**Activity:**
Line by line, the data below should be set down unchanged, with images excluded.
*** Exercise materials Section Begins ***
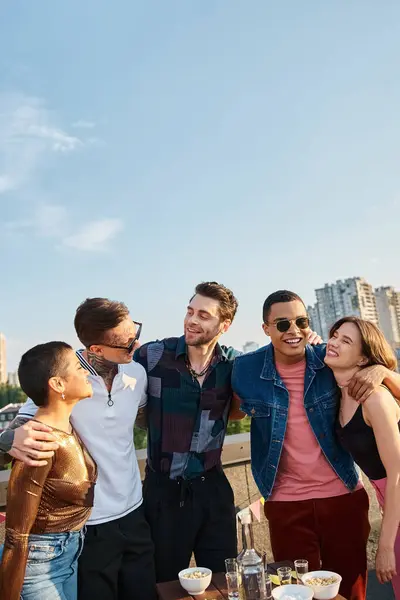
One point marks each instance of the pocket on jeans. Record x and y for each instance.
(40, 552)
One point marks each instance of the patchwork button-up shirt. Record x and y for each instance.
(186, 422)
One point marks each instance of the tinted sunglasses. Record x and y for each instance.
(283, 325)
(132, 343)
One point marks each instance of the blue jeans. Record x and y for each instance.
(52, 566)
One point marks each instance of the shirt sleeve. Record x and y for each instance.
(24, 493)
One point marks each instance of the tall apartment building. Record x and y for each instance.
(315, 321)
(353, 296)
(3, 359)
(13, 379)
(388, 306)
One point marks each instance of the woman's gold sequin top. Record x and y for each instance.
(55, 498)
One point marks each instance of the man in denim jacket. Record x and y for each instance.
(317, 507)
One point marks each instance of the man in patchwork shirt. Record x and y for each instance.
(188, 500)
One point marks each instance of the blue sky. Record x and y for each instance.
(146, 146)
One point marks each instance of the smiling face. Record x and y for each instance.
(77, 384)
(122, 335)
(344, 348)
(203, 322)
(289, 345)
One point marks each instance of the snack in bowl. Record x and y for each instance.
(195, 580)
(292, 592)
(325, 584)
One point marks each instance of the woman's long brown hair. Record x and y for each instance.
(374, 345)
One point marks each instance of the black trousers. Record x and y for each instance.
(190, 516)
(117, 562)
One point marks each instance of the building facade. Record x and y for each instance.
(13, 379)
(353, 296)
(388, 306)
(3, 359)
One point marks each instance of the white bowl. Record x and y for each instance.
(297, 591)
(195, 586)
(323, 592)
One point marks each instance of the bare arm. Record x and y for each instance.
(368, 380)
(29, 441)
(382, 414)
(23, 498)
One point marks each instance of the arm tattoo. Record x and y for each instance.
(106, 369)
(141, 419)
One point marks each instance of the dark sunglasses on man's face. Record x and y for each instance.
(132, 343)
(283, 325)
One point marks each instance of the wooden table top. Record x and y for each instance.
(216, 591)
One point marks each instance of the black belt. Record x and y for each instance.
(185, 485)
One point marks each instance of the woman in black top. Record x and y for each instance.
(370, 432)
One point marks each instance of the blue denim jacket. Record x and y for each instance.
(265, 399)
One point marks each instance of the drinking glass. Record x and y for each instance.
(231, 565)
(268, 587)
(301, 567)
(232, 585)
(232, 578)
(285, 575)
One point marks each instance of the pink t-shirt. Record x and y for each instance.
(303, 472)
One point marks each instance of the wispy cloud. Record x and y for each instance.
(48, 220)
(82, 124)
(6, 183)
(28, 132)
(54, 221)
(95, 236)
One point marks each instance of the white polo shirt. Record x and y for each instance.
(105, 423)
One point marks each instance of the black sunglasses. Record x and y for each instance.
(133, 342)
(284, 324)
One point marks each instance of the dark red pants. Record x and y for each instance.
(331, 533)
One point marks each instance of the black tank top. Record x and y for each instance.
(359, 440)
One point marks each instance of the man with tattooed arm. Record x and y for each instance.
(117, 562)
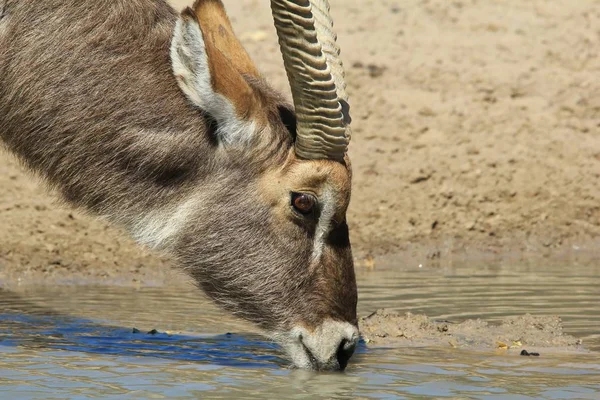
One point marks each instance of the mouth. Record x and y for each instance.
(327, 348)
(311, 358)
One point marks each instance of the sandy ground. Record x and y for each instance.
(476, 129)
(510, 335)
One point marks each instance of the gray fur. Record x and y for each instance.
(88, 101)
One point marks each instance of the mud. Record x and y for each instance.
(512, 335)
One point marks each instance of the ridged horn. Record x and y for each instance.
(316, 75)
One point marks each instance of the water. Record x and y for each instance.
(75, 342)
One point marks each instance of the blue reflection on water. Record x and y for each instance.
(81, 335)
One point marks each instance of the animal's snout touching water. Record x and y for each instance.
(162, 124)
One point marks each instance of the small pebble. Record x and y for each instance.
(526, 353)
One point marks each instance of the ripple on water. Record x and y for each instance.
(73, 342)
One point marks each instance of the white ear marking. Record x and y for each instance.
(191, 70)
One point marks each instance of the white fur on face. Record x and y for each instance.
(190, 67)
(327, 204)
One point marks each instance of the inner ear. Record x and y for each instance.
(288, 118)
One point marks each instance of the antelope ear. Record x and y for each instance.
(211, 67)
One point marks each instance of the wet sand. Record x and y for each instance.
(534, 335)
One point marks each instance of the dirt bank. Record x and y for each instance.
(476, 129)
(510, 335)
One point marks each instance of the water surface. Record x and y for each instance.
(79, 342)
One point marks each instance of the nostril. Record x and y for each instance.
(344, 352)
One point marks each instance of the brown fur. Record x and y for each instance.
(88, 100)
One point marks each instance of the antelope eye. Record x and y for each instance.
(303, 203)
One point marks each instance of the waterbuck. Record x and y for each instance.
(162, 124)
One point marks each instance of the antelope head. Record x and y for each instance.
(270, 243)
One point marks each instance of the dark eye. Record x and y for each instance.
(303, 202)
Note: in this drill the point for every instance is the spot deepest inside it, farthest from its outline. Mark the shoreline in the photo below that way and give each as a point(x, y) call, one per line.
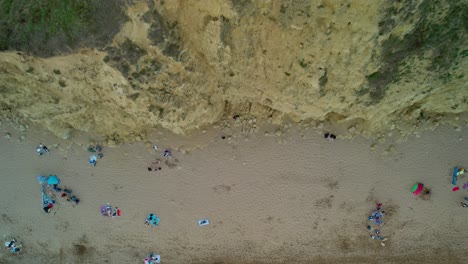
point(270, 199)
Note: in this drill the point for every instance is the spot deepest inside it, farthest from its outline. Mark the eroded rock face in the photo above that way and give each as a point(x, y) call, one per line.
point(184, 64)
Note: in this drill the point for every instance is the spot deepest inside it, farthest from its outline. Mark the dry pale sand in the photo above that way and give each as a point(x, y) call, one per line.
point(303, 200)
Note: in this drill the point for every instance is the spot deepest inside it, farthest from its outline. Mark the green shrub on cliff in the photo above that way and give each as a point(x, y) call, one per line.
*** Exercise materials Section Ends ***
**Exercise output:**
One point marks each instance of the pocket on jeans. Record x and y for each instance.
(40, 552)
One point marks each instance of the patchwork button-up shirt. Record x and y for each instance.
(186, 422)
One point marks each instance of the tinted sunglasses. Record x and y for each instance.
(283, 325)
(132, 343)
One point marks each instance of the blue jeans. Record x and y for each instance.
(52, 566)
One point marks each instance of the shirt sleeve. Record x and y for each instance.
(24, 493)
One point marks each instance of the tall apartment building. Record x and y for each instance.
(315, 321)
(353, 296)
(3, 359)
(13, 379)
(388, 306)
One point marks each instance of the woman's gold sequin top. Record x and y for each instance.
(55, 498)
One point marks each instance of the man in denim jacket. Record x and y for each instance.
(317, 507)
One point marks each instance of the man in patchwork shirt. Record x and y for each instance.
(188, 500)
One point marks each instance of the blue sky. Record x and y for each instance.
(146, 146)
One point marks each instance of the smiling face. Record x and y for each instance.
(77, 384)
(122, 335)
(344, 348)
(203, 322)
(289, 345)
One point marks each instance of the snack in bowl. Record x and y for each instance.
(195, 580)
(292, 592)
(325, 584)
One point marks each instance of the woman's long brown hair. Record x and y for each instance.
(374, 345)
One point marks each instance of the black trousers. Record x and y for each instance.
(190, 516)
(117, 562)
One point marks each instance of the building facade. Record x and y for each instance.
(13, 379)
(353, 296)
(388, 306)
(3, 359)
One point marks each instance of the white bowl. Record x and y for each instance.
(297, 591)
(195, 586)
(323, 592)
One point marks each instance of the bare arm. Record x and y for each instance.
(368, 380)
(29, 441)
(382, 414)
(23, 498)
One point marks each instance of the arm tattoo. Record x and y for each instance.
(106, 369)
(141, 419)
One point marks each instance of the dark sunglasses on man's face. Record x and y for each instance.
(132, 343)
(283, 325)
One point marks each instance of the wooden table top. Record x and y for each instance.
(216, 591)
One point marks each instance of the black belt. Record x and y for each instance.
(185, 485)
One point marks each instance of the woman in black top. Record x and y for each instance.
(370, 432)
One point marks each instance of the blue denim jacket. Record x and y for each instance.
(265, 399)
One point marks each instance of the drinking glass. Record x and y for each instance.
(231, 565)
(268, 587)
(301, 567)
(232, 585)
(232, 578)
(285, 575)
One point marks each instance of the pink t-shirt. Record x and y for each instance.
(303, 472)
One point marks each instance of the wispy cloud. Record x and y for each instance.
(48, 220)
(82, 124)
(6, 183)
(28, 132)
(54, 221)
(95, 236)
One point marks each instance of the white polo shirt. Record x and y for each instance.
(105, 423)
One point marks each instance of the black sunglasses. Record x and y for each instance.
(133, 342)
(284, 324)
One point marks each instance of the dark red pants. Record x and y for each instance.
(331, 533)
One point marks each instance of the black tank top. Record x and y for each instance.
(359, 440)
One point marks each instance of the man with tattooed arm. Record x and y for each instance.
(117, 562)
One point marks each instance of the mouth. Record x and y for each instance.
(327, 348)
(311, 358)
One point marks each instance of the sandy ground. Record x and y for each instance.
(476, 129)
(510, 335)
One point marks each instance of the gray fur. Record x and y for each instance.
(88, 101)
One point marks each instance of the mud. Record x and y for each instance.
(512, 335)
One point marks each instance of the ridged horn. Record x and y for each instance.
(316, 75)
One point marks each instance of the water. Record x and y for each instance.
(75, 342)
One point marks each instance of the blue reflection on water. Record x and y for each instance.
(81, 335)
One point marks each instance of the animal's snout touching water. Record x and y for each instance.
(162, 124)
One point marks each instance of the small pebble. Record x and y for each instance.
(526, 353)
One point marks each instance of the ripple on water. Record x and y for each instance.
(73, 342)
One point marks each instance of the white ear marking. Record x and y for each instance.
(191, 70)
One point marks each instance of the white fur on face. Record x and y for each instance.
(190, 67)
(327, 204)
One point marks each instance of the inner ear. Record x and y for each instance.
(288, 118)
One point marks each instance of the antelope ear. Record x and y for each instance.
(211, 67)
One point marks each instance of the wet sand. Record x and y for each instance.
(534, 335)
One point marks each instance of the dirt bank. Record x and y for each instance.
(476, 129)
(510, 335)
One point marks each instance of the water surface. Record x and y for each instance.
(79, 342)
One point marks each instance of the nostril. Record x and y for each instance.
(344, 352)
One point marks each instance of the brown fur. Record x and y for each instance.
(88, 100)
One point marks each instance of the antelope eye. Record x and y for each instance.
(303, 203)
One point marks each instance of the waterbuck. Record x and y for each instance.
(162, 124)
One point marks each instance of the antelope head. Record x and y for each instance.
(270, 243)
One point marks each instance of the dark eye. Record x and y for each instance.
(303, 202)
Note: in this drill the point for every instance is the spot deepest inside it, farthest from its outline. Mark the shoreline in the photo below that way and give each as a point(x, y) call, one per line.
point(270, 199)
Note: in this drill the point for every instance is the spot deepest inside it, farthest from its outline. Mark the eroded rock face in the photo above that way and give each as a point(x, y) call, one per line.
point(184, 64)
Note: in this drill the point for every instance is the spot deepest inside it, farthest from its outline. Mark the dry pale sand in the photo above that way and give each as a point(x, y) call, one per line.
point(303, 200)
Note: in this drill the point for every instance is the spot deepest inside it, farthest from its outline. Mark the green shrub on cliff in the photo above that way and give each as a point(x, y) call, one per line.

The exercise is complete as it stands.